### Material for this exercise

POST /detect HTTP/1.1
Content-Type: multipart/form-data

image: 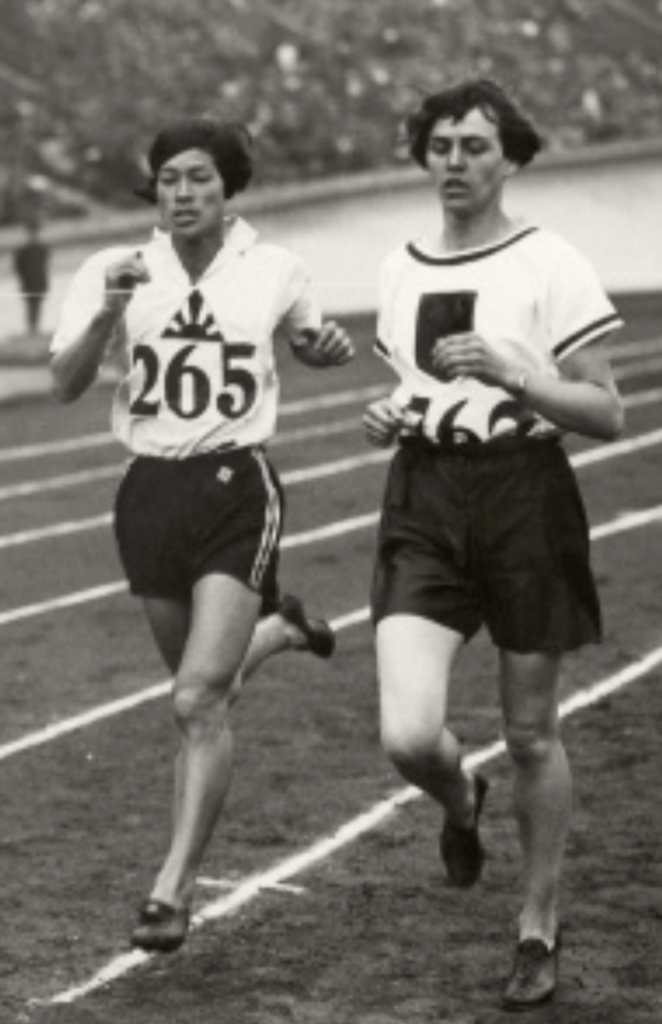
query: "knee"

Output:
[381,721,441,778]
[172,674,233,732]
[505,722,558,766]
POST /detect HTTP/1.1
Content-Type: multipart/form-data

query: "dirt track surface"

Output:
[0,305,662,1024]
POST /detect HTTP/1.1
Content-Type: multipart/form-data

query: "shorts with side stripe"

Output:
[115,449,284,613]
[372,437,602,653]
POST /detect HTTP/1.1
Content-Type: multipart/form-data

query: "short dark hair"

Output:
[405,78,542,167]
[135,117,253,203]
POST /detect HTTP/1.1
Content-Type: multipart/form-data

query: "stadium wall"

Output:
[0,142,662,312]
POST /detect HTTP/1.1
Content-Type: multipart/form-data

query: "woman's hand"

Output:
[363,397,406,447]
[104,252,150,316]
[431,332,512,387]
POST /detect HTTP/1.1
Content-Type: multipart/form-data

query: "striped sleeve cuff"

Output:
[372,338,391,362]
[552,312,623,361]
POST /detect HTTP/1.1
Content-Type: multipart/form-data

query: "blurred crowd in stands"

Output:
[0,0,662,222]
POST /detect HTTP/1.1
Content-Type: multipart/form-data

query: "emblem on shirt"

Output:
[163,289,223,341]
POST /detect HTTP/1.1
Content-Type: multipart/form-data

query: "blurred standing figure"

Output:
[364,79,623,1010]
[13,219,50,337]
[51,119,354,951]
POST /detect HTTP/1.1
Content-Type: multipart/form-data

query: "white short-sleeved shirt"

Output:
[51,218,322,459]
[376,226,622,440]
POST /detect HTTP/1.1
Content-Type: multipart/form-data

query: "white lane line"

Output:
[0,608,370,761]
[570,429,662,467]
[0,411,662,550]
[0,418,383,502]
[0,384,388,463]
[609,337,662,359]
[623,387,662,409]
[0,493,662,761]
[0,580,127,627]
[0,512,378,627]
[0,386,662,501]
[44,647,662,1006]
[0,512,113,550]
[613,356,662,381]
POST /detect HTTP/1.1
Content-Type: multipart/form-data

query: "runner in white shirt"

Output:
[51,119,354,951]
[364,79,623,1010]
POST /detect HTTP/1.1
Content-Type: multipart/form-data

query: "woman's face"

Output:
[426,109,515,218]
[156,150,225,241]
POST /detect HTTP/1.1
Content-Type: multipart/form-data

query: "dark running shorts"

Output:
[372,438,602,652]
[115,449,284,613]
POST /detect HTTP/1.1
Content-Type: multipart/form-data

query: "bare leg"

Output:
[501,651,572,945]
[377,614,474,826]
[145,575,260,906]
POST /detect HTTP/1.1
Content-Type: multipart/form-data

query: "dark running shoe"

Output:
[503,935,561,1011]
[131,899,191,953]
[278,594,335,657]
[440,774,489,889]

######

### Problem
Update the whole listing so that every "query" becomes "label", keeping everything else unchanged. Leave the pictures out of your answer.

### Response for this exercise
POST /detect HTTP/1.1
Content-Type: multipart/form-data

image: 
label: "knee"

Output:
[381,721,441,778]
[172,674,233,732]
[505,722,558,766]
POST /detect HTTP/1.1
Content-Type: multipart/form-data

label: "dirt track surface"

Output:
[0,305,662,1024]
POST /detect HTTP/1.1
Content-Type: multipart/form-data

label: "shorts with side stripe"

Output:
[115,449,284,613]
[372,437,602,653]
POST /detect HTTP/1.1
Content-Type: multipart/form-data

label: "short dark hair"

Output:
[405,78,542,167]
[135,117,253,203]
POST /detect HTTP/1.1
Content-Type: multipart/form-data

label: "stadium wall"

Output:
[0,142,662,312]
POST /detect HTTP/1.1
Content-Type: multipart/form-data

label: "woman's hand"

Output:
[363,397,406,447]
[104,252,150,316]
[431,332,512,387]
POST /detect HTTP/1.1
Content-Type: multipart/form-data

label: "striped sleeve cuff"

Output:
[372,338,391,362]
[552,312,623,361]
POST /detect HTTP/1.1
Content-Type: multipart/form-data

label: "blurred crowd in stands"

Output:
[0,0,662,222]
POST /detect HTTP/1.1
Content-Type: multipart/form-data

label: "emblem on shirt"

Output:
[163,289,223,341]
POST /detect HTTP/1.1
Content-Type: multipart/form-data

label: "blurred standing figure"

Output:
[364,79,623,1010]
[13,219,50,337]
[51,119,354,951]
POST /detect HTTP/1.1
Content-Type: multipart/form-data

label: "white short-sleeved shirt"

Output:
[51,218,322,459]
[376,226,622,440]
POST /detect HTTP/1.1
Content-Type: multipart/form-data

label: "white lane line"

Output:
[0,608,370,761]
[570,429,662,467]
[0,411,662,550]
[0,418,383,502]
[0,384,388,463]
[609,337,662,359]
[623,387,662,409]
[0,493,662,761]
[0,580,127,627]
[0,512,378,627]
[0,386,662,501]
[44,647,662,1006]
[0,512,113,550]
[613,356,662,381]
POST /detect HTTP/1.1
Content-Type: multipart/form-data

label: "runner in white shirt"

Output:
[51,119,354,951]
[364,79,623,1010]
POST /detect HTTP/1.1
Content-Type: multipart/form-data

label: "woman's face"

Output:
[426,109,515,218]
[156,150,225,241]
POST /detect HTTP/1.1
Content-Type: multipart/form-data

label: "dark running shorts"

Output:
[372,438,602,652]
[115,449,284,613]
POST /detect HTTP/1.1
Content-Type: multipart/form-data

label: "bare leg"

Output:
[501,651,572,945]
[377,614,474,826]
[145,575,260,906]
POST /detect HTTP/1.1
Content-Type: multipart/form-data

label: "dark running shoe"

Output:
[503,935,561,1011]
[131,899,191,953]
[278,594,335,657]
[440,774,489,889]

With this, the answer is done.